[Task details]
Write out exactly the lines from the one holding "Query: red floor marking" to the last line of the entries, both ends included and nothing else, without the pictures.

[Task input]
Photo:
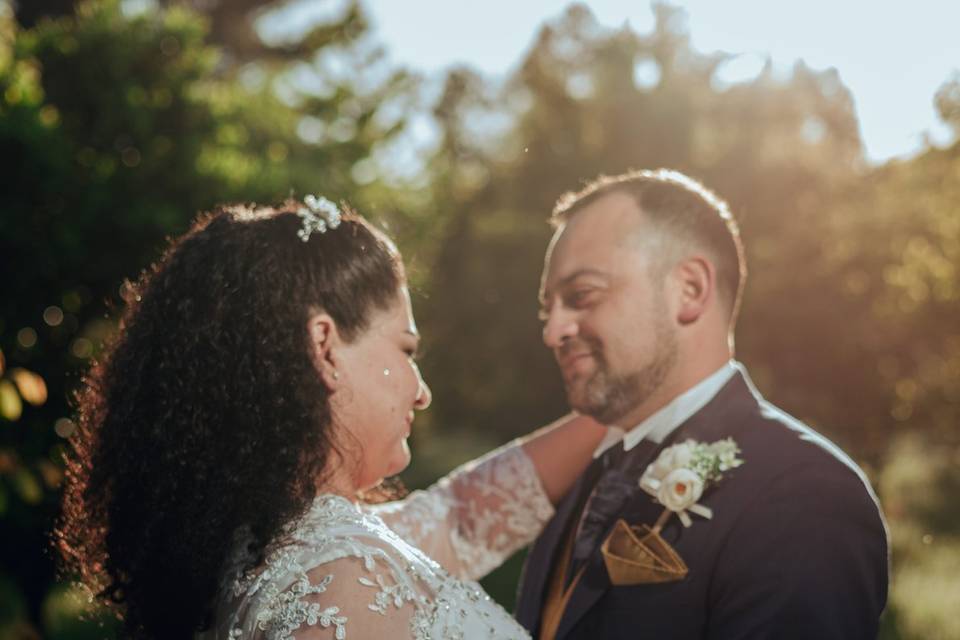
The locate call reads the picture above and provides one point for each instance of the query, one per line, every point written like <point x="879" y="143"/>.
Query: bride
<point x="262" y="382"/>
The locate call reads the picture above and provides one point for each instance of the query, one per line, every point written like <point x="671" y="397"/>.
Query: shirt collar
<point x="662" y="423"/>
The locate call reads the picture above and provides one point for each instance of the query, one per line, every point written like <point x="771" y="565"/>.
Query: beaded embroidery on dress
<point x="404" y="569"/>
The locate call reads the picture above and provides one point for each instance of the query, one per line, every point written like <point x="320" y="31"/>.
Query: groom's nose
<point x="559" y="326"/>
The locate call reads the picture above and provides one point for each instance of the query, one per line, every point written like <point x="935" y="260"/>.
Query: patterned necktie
<point x="617" y="483"/>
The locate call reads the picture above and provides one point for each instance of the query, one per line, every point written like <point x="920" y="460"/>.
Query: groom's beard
<point x="608" y="396"/>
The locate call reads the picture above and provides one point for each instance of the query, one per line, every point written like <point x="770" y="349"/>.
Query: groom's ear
<point x="325" y="344"/>
<point x="696" y="279"/>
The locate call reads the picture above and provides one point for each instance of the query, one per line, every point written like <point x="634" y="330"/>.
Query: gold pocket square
<point x="638" y="555"/>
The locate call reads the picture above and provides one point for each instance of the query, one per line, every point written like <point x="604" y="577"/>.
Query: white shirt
<point x="665" y="421"/>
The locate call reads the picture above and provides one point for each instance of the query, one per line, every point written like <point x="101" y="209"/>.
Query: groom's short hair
<point x="682" y="207"/>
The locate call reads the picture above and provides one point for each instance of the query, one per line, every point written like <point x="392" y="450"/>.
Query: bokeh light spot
<point x="32" y="387"/>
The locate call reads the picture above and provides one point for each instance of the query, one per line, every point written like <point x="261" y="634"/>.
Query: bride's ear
<point x="325" y="346"/>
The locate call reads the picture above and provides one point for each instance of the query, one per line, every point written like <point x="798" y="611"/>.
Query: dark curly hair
<point x="206" y="413"/>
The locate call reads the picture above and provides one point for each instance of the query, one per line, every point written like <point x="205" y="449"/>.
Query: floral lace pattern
<point x="401" y="570"/>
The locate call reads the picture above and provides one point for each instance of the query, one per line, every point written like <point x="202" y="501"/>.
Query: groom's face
<point x="606" y="317"/>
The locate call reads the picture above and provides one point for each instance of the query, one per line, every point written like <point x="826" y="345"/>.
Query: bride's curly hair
<point x="206" y="414"/>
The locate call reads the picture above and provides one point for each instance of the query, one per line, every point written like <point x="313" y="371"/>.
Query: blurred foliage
<point x="123" y="123"/>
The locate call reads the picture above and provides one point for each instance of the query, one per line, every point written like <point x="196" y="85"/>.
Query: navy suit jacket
<point x="797" y="546"/>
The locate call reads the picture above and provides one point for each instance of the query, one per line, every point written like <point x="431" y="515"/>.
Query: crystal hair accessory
<point x="318" y="215"/>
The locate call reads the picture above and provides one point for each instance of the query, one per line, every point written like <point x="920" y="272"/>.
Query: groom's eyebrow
<point x="566" y="280"/>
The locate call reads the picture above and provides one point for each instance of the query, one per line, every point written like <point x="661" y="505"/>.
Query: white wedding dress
<point x="404" y="569"/>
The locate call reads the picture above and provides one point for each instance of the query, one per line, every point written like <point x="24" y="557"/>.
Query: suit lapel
<point x="735" y="398"/>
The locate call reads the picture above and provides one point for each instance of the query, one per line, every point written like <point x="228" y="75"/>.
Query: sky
<point x="893" y="56"/>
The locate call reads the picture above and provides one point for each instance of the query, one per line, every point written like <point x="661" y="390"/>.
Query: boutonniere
<point x="681" y="473"/>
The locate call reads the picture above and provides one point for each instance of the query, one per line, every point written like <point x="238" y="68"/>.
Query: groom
<point x="640" y="292"/>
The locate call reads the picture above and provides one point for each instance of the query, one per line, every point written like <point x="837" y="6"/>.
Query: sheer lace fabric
<point x="404" y="569"/>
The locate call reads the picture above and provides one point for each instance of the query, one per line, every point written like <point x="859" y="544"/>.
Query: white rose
<point x="680" y="490"/>
<point x="679" y="455"/>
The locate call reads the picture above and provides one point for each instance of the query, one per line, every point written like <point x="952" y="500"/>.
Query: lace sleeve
<point x="477" y="516"/>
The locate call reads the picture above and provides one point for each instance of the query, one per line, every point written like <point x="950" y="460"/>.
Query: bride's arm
<point x="478" y="515"/>
<point x="561" y="451"/>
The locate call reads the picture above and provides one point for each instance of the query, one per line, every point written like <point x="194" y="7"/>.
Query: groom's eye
<point x="580" y="297"/>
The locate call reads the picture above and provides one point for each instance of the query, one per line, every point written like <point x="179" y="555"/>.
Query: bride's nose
<point x="422" y="401"/>
<point x="424" y="396"/>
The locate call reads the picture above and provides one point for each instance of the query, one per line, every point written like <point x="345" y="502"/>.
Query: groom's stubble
<point x="608" y="395"/>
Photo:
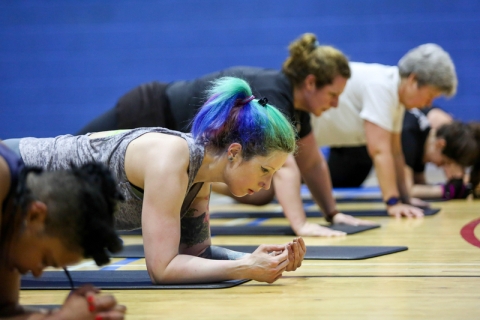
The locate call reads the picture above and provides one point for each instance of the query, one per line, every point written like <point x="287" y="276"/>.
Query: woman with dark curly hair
<point x="55" y="219"/>
<point x="311" y="80"/>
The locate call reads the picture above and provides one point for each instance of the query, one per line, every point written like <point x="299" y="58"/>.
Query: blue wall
<point x="64" y="62"/>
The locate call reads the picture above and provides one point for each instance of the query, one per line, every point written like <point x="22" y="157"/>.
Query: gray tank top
<point x="57" y="153"/>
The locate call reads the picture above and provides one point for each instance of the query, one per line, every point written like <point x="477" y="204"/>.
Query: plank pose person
<point x="311" y="80"/>
<point x="368" y="121"/>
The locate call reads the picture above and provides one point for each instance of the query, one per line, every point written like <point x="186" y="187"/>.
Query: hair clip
<point x="247" y="100"/>
<point x="263" y="102"/>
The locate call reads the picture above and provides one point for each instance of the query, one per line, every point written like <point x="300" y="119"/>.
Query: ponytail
<point x="307" y="56"/>
<point x="232" y="115"/>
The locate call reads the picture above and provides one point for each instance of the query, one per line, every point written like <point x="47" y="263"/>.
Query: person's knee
<point x="260" y="198"/>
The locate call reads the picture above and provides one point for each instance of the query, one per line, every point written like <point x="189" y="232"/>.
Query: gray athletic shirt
<point x="59" y="152"/>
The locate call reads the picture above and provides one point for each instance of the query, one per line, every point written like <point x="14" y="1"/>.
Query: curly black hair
<point x="81" y="204"/>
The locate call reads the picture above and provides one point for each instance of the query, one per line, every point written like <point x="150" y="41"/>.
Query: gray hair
<point x="431" y="65"/>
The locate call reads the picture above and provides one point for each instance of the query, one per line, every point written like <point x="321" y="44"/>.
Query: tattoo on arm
<point x="219" y="253"/>
<point x="194" y="230"/>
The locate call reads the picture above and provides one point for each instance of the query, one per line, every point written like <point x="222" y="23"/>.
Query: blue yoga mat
<point x="263" y="230"/>
<point x="111" y="280"/>
<point x="310" y="214"/>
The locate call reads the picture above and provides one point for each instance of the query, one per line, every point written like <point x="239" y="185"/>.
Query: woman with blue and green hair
<point x="165" y="178"/>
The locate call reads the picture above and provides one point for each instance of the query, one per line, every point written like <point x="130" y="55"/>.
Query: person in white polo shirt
<point x="366" y="125"/>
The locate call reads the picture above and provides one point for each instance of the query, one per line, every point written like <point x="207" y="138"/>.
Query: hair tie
<point x="263" y="102"/>
<point x="246" y="100"/>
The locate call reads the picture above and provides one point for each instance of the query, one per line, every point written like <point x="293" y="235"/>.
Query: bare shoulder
<point x="437" y="117"/>
<point x="155" y="154"/>
<point x="9" y="290"/>
<point x="166" y="149"/>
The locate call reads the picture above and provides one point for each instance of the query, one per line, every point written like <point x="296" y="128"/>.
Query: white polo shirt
<point x="370" y="94"/>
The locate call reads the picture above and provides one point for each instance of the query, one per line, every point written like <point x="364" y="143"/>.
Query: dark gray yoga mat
<point x="313" y="252"/>
<point x="264" y="230"/>
<point x="310" y="214"/>
<point x="131" y="280"/>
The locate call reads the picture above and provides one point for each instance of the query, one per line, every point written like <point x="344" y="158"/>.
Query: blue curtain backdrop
<point x="62" y="63"/>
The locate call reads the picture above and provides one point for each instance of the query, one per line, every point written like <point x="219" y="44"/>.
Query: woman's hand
<point x="341" y="218"/>
<point x="315" y="230"/>
<point x="404" y="210"/>
<point x="267" y="263"/>
<point x="296" y="252"/>
<point x="86" y="303"/>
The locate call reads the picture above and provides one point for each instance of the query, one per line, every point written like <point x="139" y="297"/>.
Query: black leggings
<point x="106" y="122"/>
<point x="349" y="166"/>
<point x="145" y="106"/>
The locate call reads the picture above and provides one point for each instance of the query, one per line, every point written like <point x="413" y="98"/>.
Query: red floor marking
<point x="468" y="233"/>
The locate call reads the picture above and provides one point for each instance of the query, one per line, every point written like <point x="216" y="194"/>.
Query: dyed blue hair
<point x="225" y="118"/>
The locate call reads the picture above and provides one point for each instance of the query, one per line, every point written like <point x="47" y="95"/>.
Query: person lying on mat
<point x="312" y="78"/>
<point x="368" y="121"/>
<point x="55" y="219"/>
<point x="165" y="177"/>
<point x="430" y="135"/>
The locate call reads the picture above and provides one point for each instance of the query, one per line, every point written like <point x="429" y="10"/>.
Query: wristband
<point x="392" y="201"/>
<point x="329" y="217"/>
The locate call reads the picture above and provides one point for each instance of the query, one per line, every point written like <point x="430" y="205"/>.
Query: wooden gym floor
<point x="437" y="278"/>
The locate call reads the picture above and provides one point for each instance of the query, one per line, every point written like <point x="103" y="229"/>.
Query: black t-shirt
<point x="414" y="135"/>
<point x="186" y="97"/>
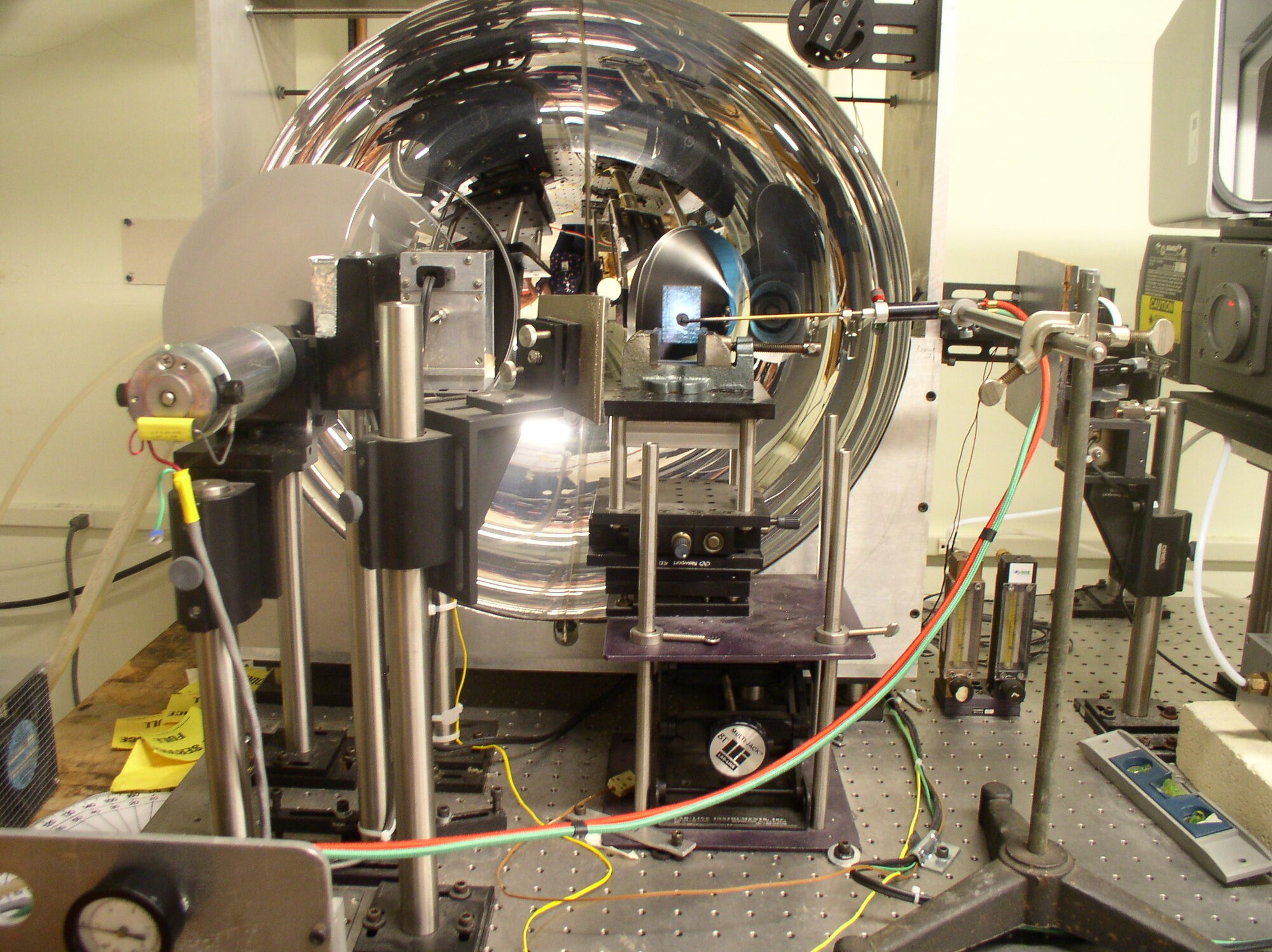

[Exercise answer]
Query: red floor marking
<point x="468" y="233"/>
The locate call reads the picture above and provides one point for each instance of the query, one per line, every point written like <point x="216" y="194"/>.
Query: dyed blue hair
<point x="225" y="118"/>
The locate call reads the picture above and provides one point for each instance of the query, one per line, every point written like <point x="47" y="95"/>.
Query: person lying on mat
<point x="312" y="78"/>
<point x="368" y="121"/>
<point x="55" y="219"/>
<point x="165" y="177"/>
<point x="430" y="135"/>
The locate call reads the picture above and provides one point for each instance of the query, one per line, every point written like <point x="429" y="10"/>.
Query: wristband
<point x="392" y="201"/>
<point x="329" y="217"/>
The locate call reads the picture above and provides one point for each instance of the query, one per line, every point written like <point x="430" y="205"/>.
Query: wooden gym floor
<point x="437" y="278"/>
The locate call reads the picture above and provides one point for each instance of the query, one per line, every point written like <point x="103" y="229"/>.
Query: black t-shirt
<point x="414" y="135"/>
<point x="186" y="97"/>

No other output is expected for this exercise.